Copy out the records below, substituting "Target" for every "Query" and keeping everything else the same.

-------------------------

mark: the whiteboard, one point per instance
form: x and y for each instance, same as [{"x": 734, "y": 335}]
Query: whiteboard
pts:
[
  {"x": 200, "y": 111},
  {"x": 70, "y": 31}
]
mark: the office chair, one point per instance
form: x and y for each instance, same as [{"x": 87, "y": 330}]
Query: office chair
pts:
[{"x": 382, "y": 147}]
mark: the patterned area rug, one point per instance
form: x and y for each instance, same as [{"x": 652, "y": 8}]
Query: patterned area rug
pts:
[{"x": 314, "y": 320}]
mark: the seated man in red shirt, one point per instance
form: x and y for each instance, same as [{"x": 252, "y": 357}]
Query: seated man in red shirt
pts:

-------------------------

→ **RESULT FOR THIS EXERCISE**
mark: the whiteboard, one point per instance
form: x and y for each instance, same as [{"x": 734, "y": 335}]
Target: whiteboard
pts:
[
  {"x": 200, "y": 111},
  {"x": 70, "y": 31}
]
mark: the office chair, one point per instance
form: x and y for each instance, same as [{"x": 87, "y": 330}]
Target: office chair
pts:
[{"x": 382, "y": 147}]
mark: the patterned area rug, one point per instance
form: x and y for each instance, same as [{"x": 652, "y": 8}]
Target: patterned area rug
pts:
[{"x": 314, "y": 320}]
mark: the seated man in red shirt, one point per instance
form: x and y for each instance, same as [{"x": 252, "y": 357}]
Target: seated man in red shirt
pts:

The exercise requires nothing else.